Extract provided:
• • • •

The Notorious Landlady (1962)

By Richard Winters

My Rating: 4 out of 10

4-Word Review: Landlady could be killer.

            William Gridley (Jack Lemmon) is an American who has arrived in London and looking for a place to stay. He rents a room from a home owned by Carly Hardwicke (Kim Novak) a gorgeous woman who Bill immediately becomes smitten with. The problem is that many people think Carly has killed in her husband even though his body has not been found. When Bill gets word of this he becomes determined to investigate the case and prove her innocence.

You would think a script written by Larry Gelbart and Blake Edwards would be funnier and full of zany scenarios and slapstick, but instead it gets grounded in a lot of dialogue for much of the first hour and forty-five minutes and only starts to get interesting during the final fifteen. The conversations lack any wit, or sharp one-liners, and the premise plods along at a much too leisurely pace. There is a segment where Bill accidentally sets fire to the patio, but I think this was simply thrown in for some action as there is very little else of it. The plot is formulaic and fails to add any new twist or perspective and once it is over it is easily forgettable. Lemmon’s character is bland and transparent and more than a little naïve since he falls in love with her immediately and is then convinced that she is innocent even though he has only known her for a day.

• • • •

Data rows:

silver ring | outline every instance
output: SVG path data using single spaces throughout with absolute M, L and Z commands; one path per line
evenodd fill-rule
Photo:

• • • •

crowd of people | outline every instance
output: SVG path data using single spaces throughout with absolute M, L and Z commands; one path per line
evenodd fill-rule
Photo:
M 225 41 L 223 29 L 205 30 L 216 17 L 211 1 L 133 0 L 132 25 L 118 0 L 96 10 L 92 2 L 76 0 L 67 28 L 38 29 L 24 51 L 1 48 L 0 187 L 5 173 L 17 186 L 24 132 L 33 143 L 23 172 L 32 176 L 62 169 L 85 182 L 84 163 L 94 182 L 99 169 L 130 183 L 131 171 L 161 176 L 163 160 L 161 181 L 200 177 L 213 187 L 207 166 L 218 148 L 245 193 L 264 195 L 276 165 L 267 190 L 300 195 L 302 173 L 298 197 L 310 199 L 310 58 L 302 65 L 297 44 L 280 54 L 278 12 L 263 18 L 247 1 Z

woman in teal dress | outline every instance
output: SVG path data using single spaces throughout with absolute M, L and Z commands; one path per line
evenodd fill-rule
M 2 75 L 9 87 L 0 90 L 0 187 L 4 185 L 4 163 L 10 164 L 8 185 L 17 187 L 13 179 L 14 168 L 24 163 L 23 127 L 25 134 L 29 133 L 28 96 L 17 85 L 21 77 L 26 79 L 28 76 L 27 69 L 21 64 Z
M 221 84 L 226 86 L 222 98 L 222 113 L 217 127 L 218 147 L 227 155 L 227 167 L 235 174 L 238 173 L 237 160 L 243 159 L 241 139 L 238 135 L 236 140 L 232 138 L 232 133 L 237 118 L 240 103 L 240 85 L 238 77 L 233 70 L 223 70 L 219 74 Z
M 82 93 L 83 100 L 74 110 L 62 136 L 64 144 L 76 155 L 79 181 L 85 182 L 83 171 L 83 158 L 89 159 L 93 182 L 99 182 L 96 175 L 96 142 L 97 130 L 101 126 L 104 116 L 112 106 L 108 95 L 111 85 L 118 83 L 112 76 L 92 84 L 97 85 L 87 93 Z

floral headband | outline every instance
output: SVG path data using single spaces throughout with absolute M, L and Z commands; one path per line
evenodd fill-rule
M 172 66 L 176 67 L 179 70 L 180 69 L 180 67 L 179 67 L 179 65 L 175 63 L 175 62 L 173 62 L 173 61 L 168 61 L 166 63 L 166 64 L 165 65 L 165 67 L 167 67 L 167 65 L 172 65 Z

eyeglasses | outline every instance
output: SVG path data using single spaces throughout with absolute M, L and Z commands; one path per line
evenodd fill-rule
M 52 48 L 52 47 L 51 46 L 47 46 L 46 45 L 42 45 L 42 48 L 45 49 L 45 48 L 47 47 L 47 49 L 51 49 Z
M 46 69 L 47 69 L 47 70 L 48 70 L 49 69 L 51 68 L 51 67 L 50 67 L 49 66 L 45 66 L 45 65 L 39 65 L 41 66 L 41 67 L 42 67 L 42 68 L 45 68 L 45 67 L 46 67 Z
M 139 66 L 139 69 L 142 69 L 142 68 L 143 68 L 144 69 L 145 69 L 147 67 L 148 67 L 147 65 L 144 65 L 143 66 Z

• • • •

Problem statement: Extend the review of The Notorious Landlady from its final sentence, in the same voice.

Response to this exercise:
The best part comes at the very end where the two find themselves at a recital for a group of senior citizens that are all sitting in covered wheelchairs. This scene gets drawn out amusingly and includes a bit where an old lady named Mrs. Dunhill (Estelle Winwood) is pushed down the side of a hill, which is nicely captured in a silhouette style with Bill chasing after her. Winwood, who was already seventy-nine at the time, hams it up perfectly as the daffy old woman.  Of course all this comes much too late to really help the picture, or story, but at least it saves the film from being a complete bore, which it otherwise would have been.

Novak gives a surprisingly strong performance and a convincing British accent that I wish she had spoken in for the entire duration.  She was always a stunner, but here she may look her all-time best. One scene taken with her in the bathtub was highly risqué at the time and doesn’t leave much to the imagination. British character actor Lionel Jeffries is engaging as the inspector, but Fred Astaire is essentially wasted as Bill’s boss. The production values are decent, but the results are middling.

My Rating: 4 out of 10

Released: July 26, 1962

Runtime: 2Hours 3Minutes

Rated: NR (Not Rated)

Director: Richard Quine

Studio: Columbia

Available: VHS, DVD (Region 1 & 2)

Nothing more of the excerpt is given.